Photo-based referring expression data:

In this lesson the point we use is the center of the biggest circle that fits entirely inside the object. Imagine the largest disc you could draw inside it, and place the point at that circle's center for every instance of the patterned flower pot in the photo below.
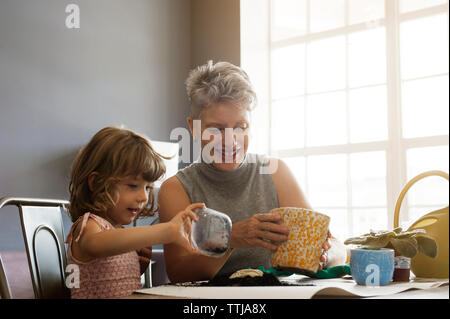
(308, 231)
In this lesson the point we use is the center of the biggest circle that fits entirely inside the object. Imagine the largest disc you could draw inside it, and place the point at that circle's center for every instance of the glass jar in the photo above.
(211, 234)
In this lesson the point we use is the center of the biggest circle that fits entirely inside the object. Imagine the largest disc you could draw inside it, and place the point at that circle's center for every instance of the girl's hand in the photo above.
(145, 255)
(182, 226)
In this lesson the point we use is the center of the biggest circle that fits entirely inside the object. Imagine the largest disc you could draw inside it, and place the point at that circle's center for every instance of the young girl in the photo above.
(111, 185)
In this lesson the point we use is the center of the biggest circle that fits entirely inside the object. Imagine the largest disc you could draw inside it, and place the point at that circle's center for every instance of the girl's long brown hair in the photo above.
(113, 153)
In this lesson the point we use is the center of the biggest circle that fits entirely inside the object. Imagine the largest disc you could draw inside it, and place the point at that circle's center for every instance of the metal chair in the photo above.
(43, 234)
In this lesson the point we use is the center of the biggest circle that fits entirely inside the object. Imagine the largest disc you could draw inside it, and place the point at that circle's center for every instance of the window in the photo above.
(357, 103)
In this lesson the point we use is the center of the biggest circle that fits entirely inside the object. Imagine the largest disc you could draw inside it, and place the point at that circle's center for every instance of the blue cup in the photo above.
(372, 267)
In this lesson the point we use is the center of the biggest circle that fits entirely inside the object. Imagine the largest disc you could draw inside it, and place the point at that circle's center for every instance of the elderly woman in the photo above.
(228, 179)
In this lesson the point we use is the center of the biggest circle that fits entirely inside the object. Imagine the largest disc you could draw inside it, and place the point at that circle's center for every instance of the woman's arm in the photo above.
(181, 264)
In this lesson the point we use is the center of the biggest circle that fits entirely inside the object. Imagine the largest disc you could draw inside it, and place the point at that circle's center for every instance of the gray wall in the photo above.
(125, 65)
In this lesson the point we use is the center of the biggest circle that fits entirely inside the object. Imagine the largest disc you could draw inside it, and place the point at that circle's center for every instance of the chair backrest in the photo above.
(5, 290)
(43, 233)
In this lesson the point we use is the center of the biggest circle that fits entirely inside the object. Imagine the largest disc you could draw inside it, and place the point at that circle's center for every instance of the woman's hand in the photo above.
(264, 230)
(145, 255)
(334, 253)
(181, 225)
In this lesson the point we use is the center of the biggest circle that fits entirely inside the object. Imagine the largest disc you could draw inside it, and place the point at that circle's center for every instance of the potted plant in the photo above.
(406, 245)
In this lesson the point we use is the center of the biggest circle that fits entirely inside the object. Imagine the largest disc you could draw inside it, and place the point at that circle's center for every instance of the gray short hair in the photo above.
(215, 83)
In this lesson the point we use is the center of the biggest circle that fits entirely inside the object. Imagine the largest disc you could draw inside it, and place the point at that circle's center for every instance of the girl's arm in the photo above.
(96, 243)
(181, 264)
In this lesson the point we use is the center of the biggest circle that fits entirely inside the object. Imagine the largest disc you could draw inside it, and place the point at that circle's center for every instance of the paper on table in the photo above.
(308, 289)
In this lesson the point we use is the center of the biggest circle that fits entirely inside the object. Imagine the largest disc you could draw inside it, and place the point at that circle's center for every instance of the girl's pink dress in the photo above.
(109, 277)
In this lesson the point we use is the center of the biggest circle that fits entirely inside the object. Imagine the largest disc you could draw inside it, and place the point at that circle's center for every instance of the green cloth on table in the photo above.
(333, 272)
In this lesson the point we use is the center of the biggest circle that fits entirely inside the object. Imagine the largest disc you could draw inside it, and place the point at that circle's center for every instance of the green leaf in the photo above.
(406, 247)
(427, 246)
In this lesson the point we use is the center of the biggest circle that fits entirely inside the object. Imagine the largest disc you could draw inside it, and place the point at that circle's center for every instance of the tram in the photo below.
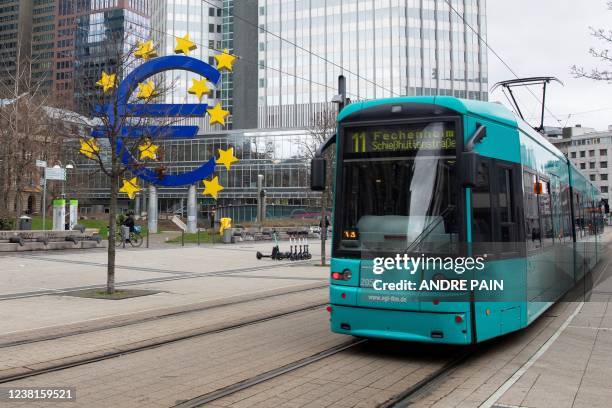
(445, 178)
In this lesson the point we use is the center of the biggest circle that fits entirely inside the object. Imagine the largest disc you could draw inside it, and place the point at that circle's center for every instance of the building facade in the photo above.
(15, 42)
(591, 152)
(278, 155)
(384, 48)
(104, 33)
(172, 19)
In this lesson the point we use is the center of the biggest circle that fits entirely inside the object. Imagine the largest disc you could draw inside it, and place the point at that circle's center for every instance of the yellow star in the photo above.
(225, 60)
(217, 114)
(199, 88)
(184, 45)
(130, 187)
(212, 187)
(147, 90)
(89, 148)
(107, 82)
(145, 50)
(148, 150)
(226, 157)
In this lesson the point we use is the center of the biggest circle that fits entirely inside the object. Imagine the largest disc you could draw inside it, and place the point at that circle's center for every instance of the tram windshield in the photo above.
(399, 190)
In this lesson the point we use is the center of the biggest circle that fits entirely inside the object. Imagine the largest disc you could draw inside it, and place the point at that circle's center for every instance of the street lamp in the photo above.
(70, 166)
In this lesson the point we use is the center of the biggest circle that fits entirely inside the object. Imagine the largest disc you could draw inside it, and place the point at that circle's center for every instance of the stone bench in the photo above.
(44, 240)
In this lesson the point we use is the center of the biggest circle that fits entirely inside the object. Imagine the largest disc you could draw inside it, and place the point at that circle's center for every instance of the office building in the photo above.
(276, 154)
(384, 48)
(591, 152)
(103, 32)
(15, 40)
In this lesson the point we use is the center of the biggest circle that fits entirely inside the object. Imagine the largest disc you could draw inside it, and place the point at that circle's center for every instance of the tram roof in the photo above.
(490, 110)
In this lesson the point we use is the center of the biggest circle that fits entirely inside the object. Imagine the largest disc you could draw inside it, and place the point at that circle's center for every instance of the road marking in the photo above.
(590, 328)
(489, 403)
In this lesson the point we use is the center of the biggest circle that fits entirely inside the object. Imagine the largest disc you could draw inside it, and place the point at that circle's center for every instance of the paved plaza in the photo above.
(219, 317)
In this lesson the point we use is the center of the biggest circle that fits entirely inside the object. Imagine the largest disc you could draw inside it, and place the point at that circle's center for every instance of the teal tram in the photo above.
(441, 177)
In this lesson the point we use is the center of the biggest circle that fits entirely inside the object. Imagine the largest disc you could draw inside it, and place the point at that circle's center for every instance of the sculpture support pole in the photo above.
(192, 214)
(152, 212)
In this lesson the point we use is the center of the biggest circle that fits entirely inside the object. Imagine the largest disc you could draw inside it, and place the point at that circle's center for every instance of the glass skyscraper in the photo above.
(383, 47)
(202, 21)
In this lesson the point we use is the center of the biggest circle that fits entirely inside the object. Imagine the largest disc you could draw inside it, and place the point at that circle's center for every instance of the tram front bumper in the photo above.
(427, 327)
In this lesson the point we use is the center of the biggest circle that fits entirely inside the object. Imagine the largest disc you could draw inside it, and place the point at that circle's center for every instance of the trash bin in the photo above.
(25, 223)
(227, 236)
(125, 233)
(225, 223)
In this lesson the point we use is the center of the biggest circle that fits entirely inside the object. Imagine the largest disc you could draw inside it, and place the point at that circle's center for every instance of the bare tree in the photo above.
(125, 135)
(322, 128)
(602, 54)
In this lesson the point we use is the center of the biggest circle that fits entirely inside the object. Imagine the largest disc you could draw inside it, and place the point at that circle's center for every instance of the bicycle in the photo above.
(135, 238)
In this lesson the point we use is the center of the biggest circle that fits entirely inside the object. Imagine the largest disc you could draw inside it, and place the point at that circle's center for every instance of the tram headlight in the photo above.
(439, 277)
(344, 275)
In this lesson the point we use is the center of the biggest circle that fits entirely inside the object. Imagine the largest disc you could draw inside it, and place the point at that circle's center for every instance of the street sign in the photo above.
(55, 173)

WHAT IS EXPECTED: Using the records above, please repeat the line with "headlight in the photo above." and every line after it exactly, and give no other text.

ANSWER TO THE PROBLEM:
In this lesson the point we use is the center of the biggest circle that fits entirely inside the object. Imagine the largest disc you could draw inside it, and place the point at that circle's center for every instance of the tram headlight in the photo above.
(439, 277)
(344, 275)
In this lesson the point we use is the center of the biggest circle that fits entirely inside the object. Imagine the largest disc you could draw inside it, and place the point at that circle's center for every instance of the street sign in the photo above.
(55, 173)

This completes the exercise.